## begin EXCERPTED PASSAGE

Files
AutoGPT/autogpt_platform/backend/load-tests
..

AutoGPT Platform Load Testing Infrastructure

Production-ready k6 load testing suite for the AutoGPT Platform API with Grafana Cloud integration.

🎯 Current Working Configuration (Sept 2025)

RATE LIMIT OPTIMIZED: All tests now use 5 VUs with REQUESTS_PER_VU parameter to avoid Supabase rate limits while maximizing load.

Quick Start Commands:

# Set credentials
export K6_CLOUD_TOKEN=your-token
export K6_CLOUD_PROJECT_ID=your-project-id

# 1. Basic connectivity (500 concurrent requests)
K6_ENVIRONMENT=DEV VUS=5 DURATION=5m REQUESTS_PER_VU=100 k6 run basic-connectivity-test.js --out cloud

# 2. Core API testing (500 concurrent API calls)
K6_ENVIRONMENT=DEV VUS=5 DURATION=5m REQUESTS_PER_VU=100 k6 run core-api-load-test.js --out cloud

# 3. Graph execution (100 concurrent operations)
K6_ENVIRONMENT=DEV VUS=5 DURATION=5m REQUESTS_PER_VU=20 k6 run graph-execution-load-test.js --out cloud

# 4. Full platform testing (50 concurrent user journeys)
K6_ENVIRONMENT=DEV VUS=5 DURATION=5m REQUESTS_PER_VU=10 k6 run scenarios/comprehensive-platform-load-test.js --out cloud

# 5. Single endpoint testing (up to 500 concurrent requests per VU)
K6_ENVIRONMENT=DEV VUS=1 DURATION=30s ENDPOINT=credits CONCURRENT_REQUESTS=100 k6 run single-endpoint-test.js --out cloud

Success Indicators:

  • No 429 authentication errors
  • "100/100 requests successful" messages
  • Tests run full 7-minute duration
  • Hundreds of completed iterations in Grafana dashboard

🎯 Overview

This testing suite provides comprehensive load testing for the AutoGPT Platform with:

  • API Load Testing: Core API endpoints under various load conditions
  • Graph Execution Testing: Graph creation, execution, and monitoring at scale
  • Platform Integration Testing: End-to-end user workflows
  • Grafana Cloud Integration: Advanced monitoring and real-time dashboards
  • Environment Variable Configuration: Easy scaling and customization

📁 Project Structure

load-tests/
├── configs/
│   └── environment.js                           # Environment and performance configuration
├── scenarios/
│   └── comprehensive-platform-load-test.js      # Full platform workflow testing
├── utils/
│   ├── auth.js                                  # Authentication utilities
│   └── test-data.js                             # Test data generators and graph templates
├── data/
│   └── test-users.json                          # Test user configuration
├── core-api-load-test.js                        # Core API validation and load testing
├── graph-execution-load-test.js                 # Graph creation and execution testing
├── single-endpoint-test.js                      # Individual endpoint testing with high concurrency
├── interactive-test.js                          # Interactive CLI for guided test execution
├── run-tests.sh                                 # Test execution script
└── README.md                                    # This file

🚀 Quick Start

Prerequisites

  1. Install k6:

    # macOS
    brew install k6
    
    # Linux
    sudo apt-get install k6
    
  2. Install jq (for result processing):

    brew install jq
    
  3. Set up test users (see Test Data Setup)

## end EXCERPTED PASSAGE

■ **LIST OF TASKS**:
a: Name every item that the AutoGPT load-testing README gives under "Success Indicators:".
b: Render this sentence from the AutoGPT load-testing README in Spanish: "RATE LIMIT OPTIMIZED: All tests now use 5 VUs with REQUESTS_PER_VU parameter to avoid Supabase rate limits while maximizing load."
c: Reproduce the AutoGPT load-testing README word for word, starting with "# 2. Core API" and going on through "(100 concurrent operations)".

## begin EXCERPTED RECORDS

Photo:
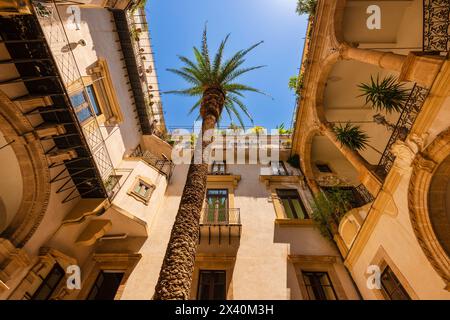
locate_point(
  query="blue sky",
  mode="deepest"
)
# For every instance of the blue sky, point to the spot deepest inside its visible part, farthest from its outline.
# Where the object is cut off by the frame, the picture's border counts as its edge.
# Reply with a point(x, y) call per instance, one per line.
point(177, 25)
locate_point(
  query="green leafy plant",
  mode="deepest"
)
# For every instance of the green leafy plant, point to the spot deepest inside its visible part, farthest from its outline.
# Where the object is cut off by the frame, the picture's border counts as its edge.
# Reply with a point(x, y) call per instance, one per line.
point(306, 7)
point(212, 80)
point(296, 83)
point(328, 209)
point(282, 130)
point(387, 94)
point(351, 136)
point(294, 161)
point(258, 129)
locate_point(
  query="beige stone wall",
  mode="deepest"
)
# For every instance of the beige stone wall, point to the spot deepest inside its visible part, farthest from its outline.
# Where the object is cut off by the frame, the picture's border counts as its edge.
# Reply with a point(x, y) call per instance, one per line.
point(261, 268)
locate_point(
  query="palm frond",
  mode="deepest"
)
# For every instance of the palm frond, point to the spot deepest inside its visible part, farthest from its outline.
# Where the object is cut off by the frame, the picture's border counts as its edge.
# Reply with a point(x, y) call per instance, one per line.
point(386, 94)
point(351, 136)
point(202, 74)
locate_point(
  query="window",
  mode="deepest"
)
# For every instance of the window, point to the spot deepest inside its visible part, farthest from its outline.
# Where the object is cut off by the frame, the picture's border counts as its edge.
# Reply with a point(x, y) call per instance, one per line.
point(391, 287)
point(319, 286)
point(293, 206)
point(49, 284)
point(103, 85)
point(105, 286)
point(93, 100)
point(142, 190)
point(211, 285)
point(349, 194)
point(278, 168)
point(216, 205)
point(218, 167)
point(81, 104)
point(324, 168)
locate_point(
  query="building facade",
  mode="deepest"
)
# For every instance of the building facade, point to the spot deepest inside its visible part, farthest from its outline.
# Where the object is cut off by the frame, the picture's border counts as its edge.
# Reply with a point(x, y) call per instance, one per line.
point(88, 179)
point(80, 109)
point(402, 228)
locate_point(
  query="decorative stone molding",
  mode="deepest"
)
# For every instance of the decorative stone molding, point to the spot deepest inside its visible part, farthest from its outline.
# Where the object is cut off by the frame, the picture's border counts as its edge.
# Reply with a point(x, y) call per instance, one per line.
point(34, 169)
point(424, 167)
point(117, 262)
point(405, 152)
point(12, 262)
point(318, 263)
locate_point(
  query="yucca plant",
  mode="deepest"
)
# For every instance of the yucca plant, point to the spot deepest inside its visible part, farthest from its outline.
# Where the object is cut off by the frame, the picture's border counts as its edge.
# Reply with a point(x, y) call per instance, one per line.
point(282, 130)
point(351, 136)
point(213, 81)
point(328, 209)
point(387, 94)
point(306, 7)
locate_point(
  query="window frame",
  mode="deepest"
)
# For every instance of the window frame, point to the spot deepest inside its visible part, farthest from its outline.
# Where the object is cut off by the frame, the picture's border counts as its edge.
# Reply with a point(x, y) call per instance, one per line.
point(216, 165)
point(292, 207)
point(281, 169)
point(211, 292)
point(217, 217)
point(398, 285)
point(329, 171)
point(321, 286)
point(138, 196)
point(53, 289)
point(95, 285)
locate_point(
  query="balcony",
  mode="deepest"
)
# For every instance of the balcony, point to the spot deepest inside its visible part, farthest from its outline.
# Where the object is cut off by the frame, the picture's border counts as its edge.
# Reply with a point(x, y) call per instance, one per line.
point(220, 230)
point(355, 197)
point(404, 124)
point(161, 164)
point(436, 26)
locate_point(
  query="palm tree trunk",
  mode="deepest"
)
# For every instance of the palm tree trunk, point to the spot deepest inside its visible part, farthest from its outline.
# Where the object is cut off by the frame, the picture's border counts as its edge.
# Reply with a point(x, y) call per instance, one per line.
point(175, 277)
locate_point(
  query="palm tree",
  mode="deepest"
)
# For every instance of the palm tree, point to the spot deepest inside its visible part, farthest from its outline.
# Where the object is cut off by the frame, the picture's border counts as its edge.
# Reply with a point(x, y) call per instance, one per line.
point(351, 136)
point(306, 7)
point(387, 94)
point(282, 129)
point(214, 82)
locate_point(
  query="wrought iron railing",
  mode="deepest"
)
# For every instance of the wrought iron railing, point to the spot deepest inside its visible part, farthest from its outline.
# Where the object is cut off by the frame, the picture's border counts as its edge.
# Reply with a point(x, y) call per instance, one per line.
point(402, 128)
point(364, 194)
point(220, 216)
point(62, 50)
point(436, 25)
point(352, 197)
point(163, 165)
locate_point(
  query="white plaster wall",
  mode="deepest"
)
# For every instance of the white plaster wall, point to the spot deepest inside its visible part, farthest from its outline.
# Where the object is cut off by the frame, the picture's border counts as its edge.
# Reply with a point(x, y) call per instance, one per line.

## end EXCERPTED RECORDS

■ **FINAL ANSWERS**:
a:
- No 429 authentication errors
- "100/100 requests successful" messages
- Tests run full 7-minute duration
- Hundreds of completed iterations in Grafana dashboard

b: OPTIMIZADO PARA LOS LÍMITES DE TASA: Ahora todas las pruebas usan 5 VUs con el parámetro REQUESTS_PER_VU para evitar los límites de tasa de Supabase y, al mismo tiempo, maximizar la carga.

c:
# 2. Core API testing (500 concurrent API calls)
K6_ENVIRONMENT=DEV VUS=5 DURATION=5m REQUESTS_PER_VU=100 k6 run core-api-load-test.js --out cloud

# 3. Graph execution (100 concurrent operations)